** START Entries **

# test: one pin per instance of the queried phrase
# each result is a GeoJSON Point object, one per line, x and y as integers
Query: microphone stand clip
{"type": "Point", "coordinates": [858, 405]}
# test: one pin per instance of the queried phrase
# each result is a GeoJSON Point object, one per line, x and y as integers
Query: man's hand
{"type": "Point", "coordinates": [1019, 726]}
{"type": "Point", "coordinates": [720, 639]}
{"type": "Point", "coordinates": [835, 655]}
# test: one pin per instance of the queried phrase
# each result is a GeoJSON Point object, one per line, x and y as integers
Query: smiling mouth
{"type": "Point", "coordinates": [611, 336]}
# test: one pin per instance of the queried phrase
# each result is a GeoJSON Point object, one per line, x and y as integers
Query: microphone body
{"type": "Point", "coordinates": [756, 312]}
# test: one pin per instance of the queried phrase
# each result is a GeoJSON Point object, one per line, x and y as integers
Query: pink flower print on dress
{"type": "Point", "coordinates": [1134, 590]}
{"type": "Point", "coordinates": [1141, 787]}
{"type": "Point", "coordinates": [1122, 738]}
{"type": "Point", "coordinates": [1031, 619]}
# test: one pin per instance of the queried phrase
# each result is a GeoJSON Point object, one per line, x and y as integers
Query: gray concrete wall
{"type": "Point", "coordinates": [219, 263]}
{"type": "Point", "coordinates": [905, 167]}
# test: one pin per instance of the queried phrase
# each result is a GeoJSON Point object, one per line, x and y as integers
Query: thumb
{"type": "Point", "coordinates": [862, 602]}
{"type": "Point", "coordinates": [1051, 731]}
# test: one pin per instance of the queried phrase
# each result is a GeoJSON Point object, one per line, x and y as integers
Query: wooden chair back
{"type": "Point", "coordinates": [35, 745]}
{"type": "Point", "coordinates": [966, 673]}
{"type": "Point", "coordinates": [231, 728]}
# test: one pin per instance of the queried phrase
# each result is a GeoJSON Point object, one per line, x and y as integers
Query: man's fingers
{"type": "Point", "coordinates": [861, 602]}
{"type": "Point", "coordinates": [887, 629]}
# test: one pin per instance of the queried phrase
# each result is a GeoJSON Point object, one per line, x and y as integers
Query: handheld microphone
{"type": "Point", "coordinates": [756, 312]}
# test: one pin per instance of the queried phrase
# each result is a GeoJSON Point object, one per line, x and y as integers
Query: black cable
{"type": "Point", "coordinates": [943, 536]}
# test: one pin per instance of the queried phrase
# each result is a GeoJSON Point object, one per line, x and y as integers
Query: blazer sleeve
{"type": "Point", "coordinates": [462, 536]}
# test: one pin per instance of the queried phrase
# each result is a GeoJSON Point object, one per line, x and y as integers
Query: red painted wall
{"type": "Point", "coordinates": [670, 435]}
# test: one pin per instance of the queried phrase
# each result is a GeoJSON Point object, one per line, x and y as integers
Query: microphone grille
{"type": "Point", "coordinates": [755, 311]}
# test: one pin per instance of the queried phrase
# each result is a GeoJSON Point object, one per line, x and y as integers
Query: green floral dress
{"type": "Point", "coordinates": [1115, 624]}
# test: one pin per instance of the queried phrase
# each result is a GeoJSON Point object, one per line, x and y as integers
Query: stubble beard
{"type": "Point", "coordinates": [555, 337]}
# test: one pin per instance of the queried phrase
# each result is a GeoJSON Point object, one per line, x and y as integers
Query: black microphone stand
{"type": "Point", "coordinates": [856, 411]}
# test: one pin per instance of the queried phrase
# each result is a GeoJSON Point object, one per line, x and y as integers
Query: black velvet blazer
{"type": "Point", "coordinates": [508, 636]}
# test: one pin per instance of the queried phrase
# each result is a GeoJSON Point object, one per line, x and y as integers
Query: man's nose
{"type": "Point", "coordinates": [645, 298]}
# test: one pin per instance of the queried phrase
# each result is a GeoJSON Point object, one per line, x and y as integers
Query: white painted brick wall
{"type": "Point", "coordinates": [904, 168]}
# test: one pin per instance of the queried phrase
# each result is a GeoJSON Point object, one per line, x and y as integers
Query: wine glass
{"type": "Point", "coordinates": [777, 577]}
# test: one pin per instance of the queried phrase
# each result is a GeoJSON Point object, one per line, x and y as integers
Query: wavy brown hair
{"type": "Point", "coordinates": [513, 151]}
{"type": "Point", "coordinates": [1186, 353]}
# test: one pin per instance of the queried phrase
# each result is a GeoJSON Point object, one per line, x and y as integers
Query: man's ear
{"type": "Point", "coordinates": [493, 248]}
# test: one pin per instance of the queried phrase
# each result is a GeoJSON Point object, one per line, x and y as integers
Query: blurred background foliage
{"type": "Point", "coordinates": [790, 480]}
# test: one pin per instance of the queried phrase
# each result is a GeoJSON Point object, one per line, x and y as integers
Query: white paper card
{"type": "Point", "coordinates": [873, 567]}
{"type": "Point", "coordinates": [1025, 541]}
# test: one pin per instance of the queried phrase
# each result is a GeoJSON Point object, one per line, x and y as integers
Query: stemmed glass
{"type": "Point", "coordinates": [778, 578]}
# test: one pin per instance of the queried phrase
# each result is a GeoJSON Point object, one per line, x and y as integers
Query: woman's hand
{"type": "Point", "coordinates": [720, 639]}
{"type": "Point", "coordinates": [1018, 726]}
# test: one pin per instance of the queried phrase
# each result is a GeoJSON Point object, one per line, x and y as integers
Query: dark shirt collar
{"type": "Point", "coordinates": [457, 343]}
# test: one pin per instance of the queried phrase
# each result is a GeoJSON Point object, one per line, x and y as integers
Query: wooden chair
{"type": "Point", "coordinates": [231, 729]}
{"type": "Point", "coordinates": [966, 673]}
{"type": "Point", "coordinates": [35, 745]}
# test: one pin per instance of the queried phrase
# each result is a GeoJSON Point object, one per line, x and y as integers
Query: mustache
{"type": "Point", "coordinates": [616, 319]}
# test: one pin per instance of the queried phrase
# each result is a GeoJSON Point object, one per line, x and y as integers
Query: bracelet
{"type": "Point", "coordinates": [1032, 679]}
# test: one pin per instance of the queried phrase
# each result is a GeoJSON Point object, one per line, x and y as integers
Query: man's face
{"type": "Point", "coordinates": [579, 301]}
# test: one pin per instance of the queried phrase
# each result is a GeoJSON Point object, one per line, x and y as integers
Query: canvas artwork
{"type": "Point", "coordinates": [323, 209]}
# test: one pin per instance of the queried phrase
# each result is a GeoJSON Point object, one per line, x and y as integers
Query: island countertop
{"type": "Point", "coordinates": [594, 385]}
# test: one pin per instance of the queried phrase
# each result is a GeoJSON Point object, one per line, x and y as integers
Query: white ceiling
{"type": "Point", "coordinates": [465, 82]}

** END Entries **

■ Exercise requirements: Type out all of the material again, word for word.

■ Finished answer:
# test: one pin per instance of the queried phrase
# each result is a GeoJSON Point object, one per line, x and y as integers
Query: microphone stand clip
{"type": "Point", "coordinates": [858, 405]}
# test: one pin per instance of the queried phrase
# each result is a GeoJSON Point object, one per line, x and y as integers
Query: man's hand
{"type": "Point", "coordinates": [1019, 726]}
{"type": "Point", "coordinates": [720, 639]}
{"type": "Point", "coordinates": [835, 655]}
# test: one pin per instance of the queried phrase
# each result is a GeoJSON Point object, one per line, x and y as integers
Query: smiling mouth
{"type": "Point", "coordinates": [611, 336]}
# test: one pin per instance of the queried phrase
# each result is a GeoJSON Point object, one per line, x and y as integers
Query: microphone body
{"type": "Point", "coordinates": [756, 312]}
# test: one pin per instance of the queried phrase
# each result is a GeoJSON Point object, one per line, x and y as integers
Query: pink flower print on dress
{"type": "Point", "coordinates": [1134, 590]}
{"type": "Point", "coordinates": [1141, 787]}
{"type": "Point", "coordinates": [1122, 738]}
{"type": "Point", "coordinates": [1031, 619]}
# test: one pin per instance of the queried phrase
# each result is a GeoJSON Point object, one per line, x and y as integers
Query: gray concrete wall
{"type": "Point", "coordinates": [219, 263]}
{"type": "Point", "coordinates": [905, 167]}
# test: one pin per instance of the queried phrase
# each result is a GeoJSON Point object, one per line, x and y as integers
Query: thumb
{"type": "Point", "coordinates": [862, 602]}
{"type": "Point", "coordinates": [1051, 731]}
# test: one pin per instance of the queried phrase
# each result is a GeoJSON Point object, one per line, x and y as integers
Query: wooden chair back
{"type": "Point", "coordinates": [35, 745]}
{"type": "Point", "coordinates": [966, 673]}
{"type": "Point", "coordinates": [231, 728]}
# test: one pin per instance of the queried phrase
# each result is a GeoJSON Point object, one per line, x and y as integers
Query: man's fingers
{"type": "Point", "coordinates": [861, 602]}
{"type": "Point", "coordinates": [887, 629]}
# test: one pin per instance of the queried phrase
# each result is a GeoJSON Point object, one per line, x and y as integers
Query: handheld microphone
{"type": "Point", "coordinates": [756, 312]}
# test: one pin per instance of the queried phrase
# each result is a GeoJSON Point object, one per line, x and y as integers
Query: black cable
{"type": "Point", "coordinates": [943, 536]}
# test: one pin per instance of the queried phrase
# each result is a GeoJSON Point object, one per line, x and y as integers
Query: blazer sleeve
{"type": "Point", "coordinates": [462, 536]}
# test: one pin per instance of the queried phrase
# each result is a GeoJSON Point object, one per line, x and y as integers
Query: red painted wall
{"type": "Point", "coordinates": [670, 435]}
# test: one pin per instance of the queried phrase
# each result is a GeoJSON Point object, one per line, x and y as integers
Query: microphone grille
{"type": "Point", "coordinates": [755, 311]}
# test: one pin per instance of the queried phrase
# each result is a GeoJSON Point object, one per line, x and y as integers
Query: green floral dress
{"type": "Point", "coordinates": [1115, 624]}
# test: one pin per instance of the queried phrase
# each result is a GeoJSON Point object, one per line, x and y as integers
Query: stubble beard
{"type": "Point", "coordinates": [555, 337]}
# test: one pin per instance of the queried phrase
# each result is a GeoJSON Point object, one per line, x and y as integers
Query: black microphone stand
{"type": "Point", "coordinates": [856, 411]}
# test: one pin per instance of the queried phrase
# each result is a GeoJSON Point object, one per line, x and y as integers
Query: black velvet blazer
{"type": "Point", "coordinates": [508, 636]}
# test: one pin per instance of the queried phrase
# each result is a GeoJSON Point object, one per line, x and y as integers
Query: man's nose
{"type": "Point", "coordinates": [645, 298]}
# test: one pin per instance of the queried phrase
# each result is a GeoJSON Point object, one per line, x and y as integers
Query: white painted brick wall
{"type": "Point", "coordinates": [904, 168]}
# test: one pin per instance of the queried phrase
# each result is a GeoJSON Point object, one per line, x and y as integers
Query: wine glass
{"type": "Point", "coordinates": [777, 577]}
# test: one pin per instance of the queried phrase
# each result is a GeoJSON Point object, one per line, x and y as integers
Query: wavy brown hair
{"type": "Point", "coordinates": [513, 151]}
{"type": "Point", "coordinates": [1186, 353]}
# test: one pin per instance of the queried phrase
# each result is a GeoJSON Point object, one per line, x and y as integers
Query: man's ear
{"type": "Point", "coordinates": [493, 248]}
# test: one pin per instance of the queried phrase
# each result is a GeoJSON Point object, one per line, x and y as integers
Query: blurred background foliage
{"type": "Point", "coordinates": [790, 480]}
# test: one pin per instance of the queried phrase
# each result is a GeoJSON Point object, one per line, x and y as integers
Query: white paper card
{"type": "Point", "coordinates": [873, 567]}
{"type": "Point", "coordinates": [1025, 541]}
# test: one pin per instance of the queried phrase
# each result is a GeoJSON Point object, one per line, x and y as integers
Query: stemmed glass
{"type": "Point", "coordinates": [778, 578]}
# test: one pin per instance of the queried phrase
# each result is a GeoJSON Point object, one per line, x and y as integers
Query: woman's hand
{"type": "Point", "coordinates": [720, 639]}
{"type": "Point", "coordinates": [1018, 726]}
# test: one pin per instance of the queried phrase
# each result is a GeoJSON Point object, one per line, x and y as integers
Query: dark shirt collar
{"type": "Point", "coordinates": [457, 343]}
# test: one pin per instance of the queried phrase
# each result is a GeoJSON Point object, one per line, x and y as integers
Query: wooden chair
{"type": "Point", "coordinates": [231, 729]}
{"type": "Point", "coordinates": [966, 673]}
{"type": "Point", "coordinates": [35, 745]}
# test: one pin per instance of the queried phrase
# each result is a GeoJSON Point object, one per line, x and y as integers
Query: mustache
{"type": "Point", "coordinates": [616, 319]}
# test: one pin per instance of the queried phrase
# each result is a GeoJSON Point object, one per line, x and y as integers
Query: bracelet
{"type": "Point", "coordinates": [1032, 679]}
# test: one pin per instance of the queried phrase
# each result is a GeoJSON Point object, one per line, x and y as integers
Query: man's face
{"type": "Point", "coordinates": [579, 301]}
# test: one pin per instance of the queried phrase
# each result is a GeoJSON Point object, one per line, x and y as integers
Query: canvas artwork
{"type": "Point", "coordinates": [323, 209]}
# test: one pin per instance of the queried phrase
# each result is a GeoJSON Point object, one per line, x and y as integers
Query: island countertop
{"type": "Point", "coordinates": [594, 385]}
# test: one pin per instance of the queried phrase
# each result is a GeoJSON Point object, one per line, x and y as integers
Query: white ceiling
{"type": "Point", "coordinates": [465, 82]}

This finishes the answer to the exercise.